§ **Short task 1**
Reproduce the part of the passage on the Adams letter to Georgia's governor from "LS as secretary" up to and including "the United States.".

§ **Selected passage**
————————
John Quincy Adams relays President Monroe's orders to Georgia's governor, instructing that the illegally imported Africans should be recovered and "removed and sent to Africa, and liberated conformably to the existing Law”

LS as secretary of state, one page, both sides, 8 x 13, March 1, 1820. Addressed from the “Department of State” in Washington, a letter to John Clark, governor of Georgia, acknowledging receipt of Clark's letters of January 19 and 20 with their enclosures: copies of resolutions of the Georgia Legislature approved December 8, 1810, and December 10, 1819, together with sundry papers relating to allegations charging General D.B. Mitchell, U.S. Agent to the Creek Indians, with having participated in or been accessory to the unlawful introduction of African slaves into the United States.

Adams advises that the papers were immediately laid before President Monroe, who directed Adams to enclose a copy of a letter from the Secretary of War to General Mitchell apprising him of the charges implicating his conduct and of the necessity for investigation, and that the president thought it inadvisable to communicate the documents to Congress at this time. He requests transmission to the State Department of any additional evidence Clark may think necessary to authenticate the facts. Regarding the resolutions concerning Africans unlawfully brought into the Port of Savannah, states that the existence of those resolutions was unknown to the President and the Department until received with Clark's letter, that the President "duly appreciates the Spirit of Patriotism of the Legislature of Georgia manifested in their adoption," and will give them every effect within the powers of the Executive.

Adams continues: “The President considers that the forfeiture of the bonds cannot vest a right of any kind in those by whom they were given — He directs me to request Your Excellency's exertions that those persons may be recovered and delivered up to the Marshal of the United States, to be removed and sent to Africa, and liberated conformably to the existing Law.” He concludes by noting that the District Attorney has been instructed to take every measure within his competency to accomplish the object of the third Resolution, and promises a further communication on the subject of Clark's January 19 letter. In very good to fine condition, with old tape stains and discreet professional repairs.

David Brydie Mitchell (1766–1837) had served two terms as Governor of Georgia before President Madison appointed him U.S. Agent to the Creek Indians in 1817. Within months of his appointment, he became involved in a slave-smuggling ring operating out of Amelia Island, Florida, through which at least 110 Africans were illegally imported into the United States in violation of the Act of 1807 prohibiting the slave trade.

The contraband enslaved people were brought up the Flint River to Mitchell's agency, where they were divided among Mitchell and his business partners. The investigation was triggered when John Clark, who had just defeated Mitchell's political faction to win the governorship of Georgia in 1819, found incriminating correspondence in Mitchell's desk and forwarded it to Washington.

This letter, written fourteen months before Mitchell's formal dismissal, documents the early stage of Monroe's response: the President was unwilling to send the evidence to Congress, but directed that the Africans be located, transferred to federal custody, and repatriated under the provisions of the 1819 Slave Trade Act. Mitchell was ultimately dismissed in 1821 following a formal opinion by Attorney General William Wirt concluding that he had ‘prostituted his power as agent for Indian affairs…to the purpose of aiding and assisting in a conscious breach of the act of Congress of 1807.’ Adams would later, as president and then as a congressman, become one of the most forceful antislavery voices in American political life.
————————
§ **Short task 2**
In the listing, rewrite the lines from the line with "Each instance of the distant" up to and including the line with "(1038, 568)", changing "sample form" to "example format" and leaving everything else untouched. Omit the pictures from the result.
————————
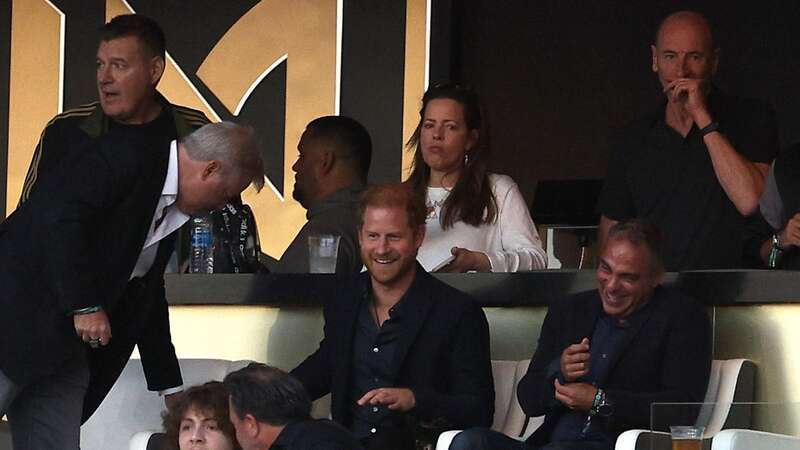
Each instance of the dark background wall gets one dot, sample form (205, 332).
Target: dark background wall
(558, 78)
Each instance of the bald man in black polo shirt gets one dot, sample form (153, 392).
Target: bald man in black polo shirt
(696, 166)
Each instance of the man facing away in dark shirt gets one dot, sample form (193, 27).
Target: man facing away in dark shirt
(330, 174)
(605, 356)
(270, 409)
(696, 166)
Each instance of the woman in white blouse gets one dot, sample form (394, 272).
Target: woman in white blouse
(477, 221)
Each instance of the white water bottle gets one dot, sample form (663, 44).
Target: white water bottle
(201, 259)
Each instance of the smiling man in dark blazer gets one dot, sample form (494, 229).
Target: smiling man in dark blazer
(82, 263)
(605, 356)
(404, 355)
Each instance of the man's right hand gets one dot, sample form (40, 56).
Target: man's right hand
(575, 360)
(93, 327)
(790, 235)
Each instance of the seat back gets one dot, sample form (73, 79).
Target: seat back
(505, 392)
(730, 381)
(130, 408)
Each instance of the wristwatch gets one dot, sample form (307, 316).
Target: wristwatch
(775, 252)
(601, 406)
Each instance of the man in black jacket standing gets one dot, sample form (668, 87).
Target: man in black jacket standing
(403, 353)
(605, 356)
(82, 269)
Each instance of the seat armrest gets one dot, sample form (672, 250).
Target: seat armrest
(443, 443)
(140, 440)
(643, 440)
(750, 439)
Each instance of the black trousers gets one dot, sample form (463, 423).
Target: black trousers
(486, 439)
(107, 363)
————————
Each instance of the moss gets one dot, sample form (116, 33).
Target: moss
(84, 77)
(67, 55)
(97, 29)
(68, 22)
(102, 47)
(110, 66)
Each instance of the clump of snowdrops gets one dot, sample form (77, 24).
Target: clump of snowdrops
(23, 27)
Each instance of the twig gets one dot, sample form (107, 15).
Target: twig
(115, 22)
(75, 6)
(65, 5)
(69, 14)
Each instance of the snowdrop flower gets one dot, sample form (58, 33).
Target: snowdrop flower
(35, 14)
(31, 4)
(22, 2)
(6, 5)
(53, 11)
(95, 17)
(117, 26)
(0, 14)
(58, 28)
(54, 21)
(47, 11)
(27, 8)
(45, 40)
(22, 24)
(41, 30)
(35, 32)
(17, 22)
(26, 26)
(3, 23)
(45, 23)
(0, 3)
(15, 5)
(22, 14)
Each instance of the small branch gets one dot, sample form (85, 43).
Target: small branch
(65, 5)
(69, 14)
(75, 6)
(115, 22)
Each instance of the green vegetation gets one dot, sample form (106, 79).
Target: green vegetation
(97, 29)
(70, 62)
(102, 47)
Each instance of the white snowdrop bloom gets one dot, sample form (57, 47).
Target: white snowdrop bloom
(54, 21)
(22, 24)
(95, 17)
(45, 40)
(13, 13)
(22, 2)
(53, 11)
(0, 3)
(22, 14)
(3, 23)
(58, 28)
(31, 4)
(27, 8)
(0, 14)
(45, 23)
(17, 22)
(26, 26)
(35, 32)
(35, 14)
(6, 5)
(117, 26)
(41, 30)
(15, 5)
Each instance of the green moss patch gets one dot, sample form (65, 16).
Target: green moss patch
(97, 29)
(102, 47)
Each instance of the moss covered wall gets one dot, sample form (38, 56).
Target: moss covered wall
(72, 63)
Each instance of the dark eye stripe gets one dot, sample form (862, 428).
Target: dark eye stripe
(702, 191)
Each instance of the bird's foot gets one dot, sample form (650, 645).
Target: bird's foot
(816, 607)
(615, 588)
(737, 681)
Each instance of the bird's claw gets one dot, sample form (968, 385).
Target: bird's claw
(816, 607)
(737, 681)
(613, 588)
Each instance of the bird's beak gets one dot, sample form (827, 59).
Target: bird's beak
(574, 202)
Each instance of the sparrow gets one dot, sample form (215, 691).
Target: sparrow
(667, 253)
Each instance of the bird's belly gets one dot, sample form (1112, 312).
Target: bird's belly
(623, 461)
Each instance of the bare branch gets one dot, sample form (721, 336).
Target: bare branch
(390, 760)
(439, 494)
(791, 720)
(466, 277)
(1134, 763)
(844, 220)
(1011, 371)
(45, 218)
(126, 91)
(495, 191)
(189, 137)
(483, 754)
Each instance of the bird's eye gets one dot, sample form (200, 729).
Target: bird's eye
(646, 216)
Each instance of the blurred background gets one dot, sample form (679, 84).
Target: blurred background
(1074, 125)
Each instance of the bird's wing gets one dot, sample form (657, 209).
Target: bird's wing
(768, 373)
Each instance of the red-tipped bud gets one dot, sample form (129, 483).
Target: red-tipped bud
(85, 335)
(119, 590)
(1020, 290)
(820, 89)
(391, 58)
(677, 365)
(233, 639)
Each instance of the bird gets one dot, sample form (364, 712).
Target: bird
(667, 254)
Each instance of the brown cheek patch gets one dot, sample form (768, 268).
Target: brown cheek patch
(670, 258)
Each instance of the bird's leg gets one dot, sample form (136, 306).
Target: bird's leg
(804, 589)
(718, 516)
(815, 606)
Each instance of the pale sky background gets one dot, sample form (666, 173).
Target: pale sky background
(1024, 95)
————————
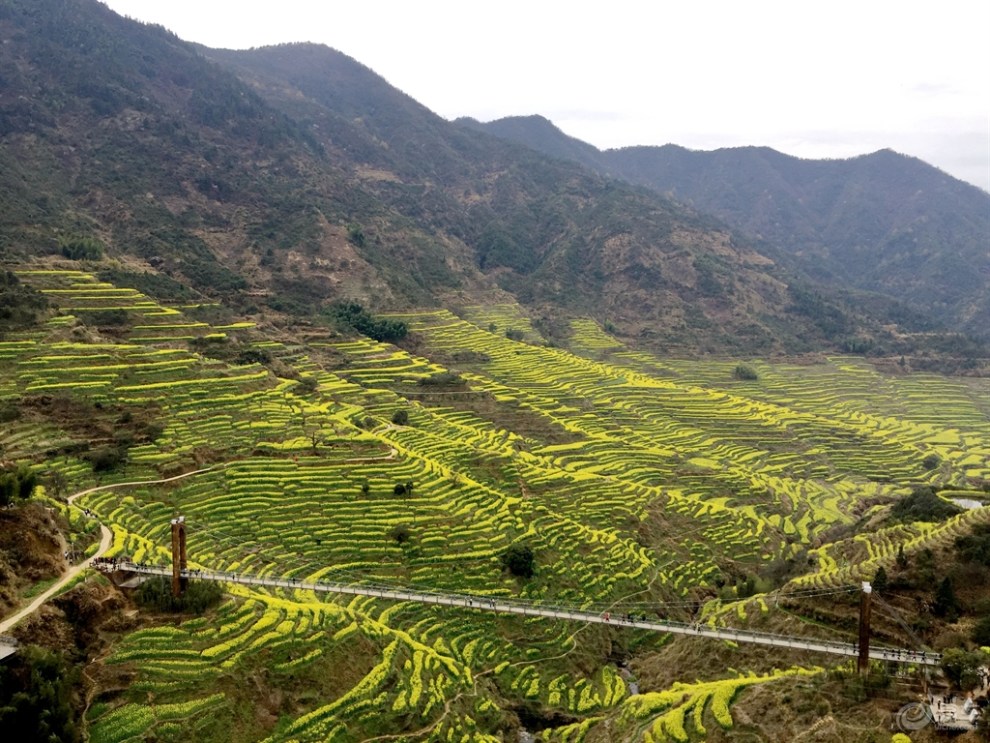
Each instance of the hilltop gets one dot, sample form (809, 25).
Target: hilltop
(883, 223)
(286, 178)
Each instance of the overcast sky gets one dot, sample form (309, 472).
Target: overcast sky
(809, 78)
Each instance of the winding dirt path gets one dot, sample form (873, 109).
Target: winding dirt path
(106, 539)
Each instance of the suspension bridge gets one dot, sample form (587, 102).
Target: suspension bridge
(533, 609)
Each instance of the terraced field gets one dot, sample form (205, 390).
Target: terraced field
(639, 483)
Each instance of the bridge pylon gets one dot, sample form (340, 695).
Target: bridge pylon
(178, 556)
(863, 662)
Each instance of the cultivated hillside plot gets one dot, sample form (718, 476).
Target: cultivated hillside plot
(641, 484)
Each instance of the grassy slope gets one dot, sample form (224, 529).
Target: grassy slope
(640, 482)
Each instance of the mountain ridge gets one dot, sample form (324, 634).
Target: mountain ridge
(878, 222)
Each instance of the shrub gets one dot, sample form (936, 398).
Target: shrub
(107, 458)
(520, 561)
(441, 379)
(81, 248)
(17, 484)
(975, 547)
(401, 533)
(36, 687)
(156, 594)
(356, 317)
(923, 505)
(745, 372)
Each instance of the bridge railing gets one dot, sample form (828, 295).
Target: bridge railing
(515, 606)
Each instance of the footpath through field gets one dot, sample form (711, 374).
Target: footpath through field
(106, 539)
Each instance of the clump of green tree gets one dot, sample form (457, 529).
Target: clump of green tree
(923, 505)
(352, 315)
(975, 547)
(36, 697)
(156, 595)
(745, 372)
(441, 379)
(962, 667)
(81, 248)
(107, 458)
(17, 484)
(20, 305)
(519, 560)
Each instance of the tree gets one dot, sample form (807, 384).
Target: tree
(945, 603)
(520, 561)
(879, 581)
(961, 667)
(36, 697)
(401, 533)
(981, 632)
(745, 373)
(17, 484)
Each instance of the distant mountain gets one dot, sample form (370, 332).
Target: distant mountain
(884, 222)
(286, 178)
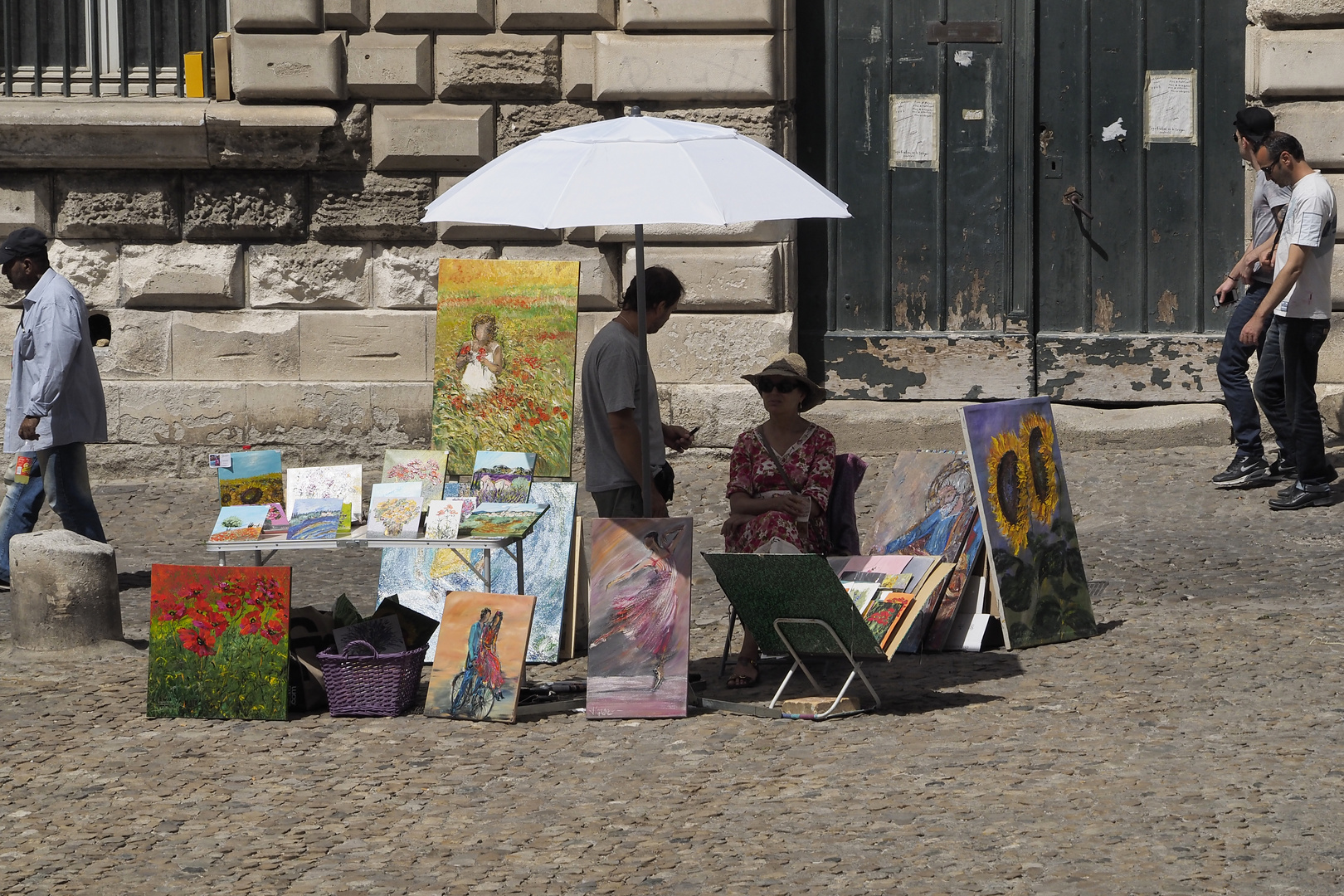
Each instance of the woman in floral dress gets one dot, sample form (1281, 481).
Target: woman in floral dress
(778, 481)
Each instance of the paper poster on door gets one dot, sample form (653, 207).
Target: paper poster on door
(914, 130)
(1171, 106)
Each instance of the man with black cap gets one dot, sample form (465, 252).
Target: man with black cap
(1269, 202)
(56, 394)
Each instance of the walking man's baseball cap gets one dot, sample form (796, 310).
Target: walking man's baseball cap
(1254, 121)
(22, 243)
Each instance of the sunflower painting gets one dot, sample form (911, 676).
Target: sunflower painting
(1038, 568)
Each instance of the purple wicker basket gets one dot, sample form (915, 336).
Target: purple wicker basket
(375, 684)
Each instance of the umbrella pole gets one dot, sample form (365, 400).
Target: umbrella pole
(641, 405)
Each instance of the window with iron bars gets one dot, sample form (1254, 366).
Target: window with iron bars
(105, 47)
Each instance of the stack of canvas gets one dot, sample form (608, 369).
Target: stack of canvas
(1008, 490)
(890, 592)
————————
§ **Full output 1**
LS as secretary of state, one page, both sides, 8 x 13, March 1, 1820. Addressed from the “Department of State” in Washington, a letter to John Clark, governor of Georgia, acknowledging receipt of Clark's letters of January 19 and 20 with their enclosures: copies of resolutions of the Georgia Legislature approved December 8, 1810, and December 10, 1819, together with sundry papers relating to allegations charging General D.B. Mitchell, U.S. Agent to the Creek Indians, with having participated in or been accessory to the unlawful introduction of African slaves into the United States.

§ **Full output 2**
Each instance of the distant mountain gets one dot, example format (370, 332).
Target: distant mountain
(884, 222)
(286, 178)
Each instance of the woman in floral dress gets one dot, example format (1281, 481).
Target: woman in floral dress
(778, 481)
Each instance of the paper poster on door gets one dot, example format (653, 207).
Target: paper poster on door
(914, 130)
(1171, 106)
Each instance of the man with black cap gets one dot, example format (465, 252).
Target: man with black cap
(1269, 202)
(56, 394)
Each instance of the walking man's baseball cap gets one dot, example format (796, 310).
Target: walking man's baseball cap
(1254, 121)
(22, 243)
Each instance of the sunflower painting gets one dot, example format (911, 676).
Target: sunflower painting
(1038, 568)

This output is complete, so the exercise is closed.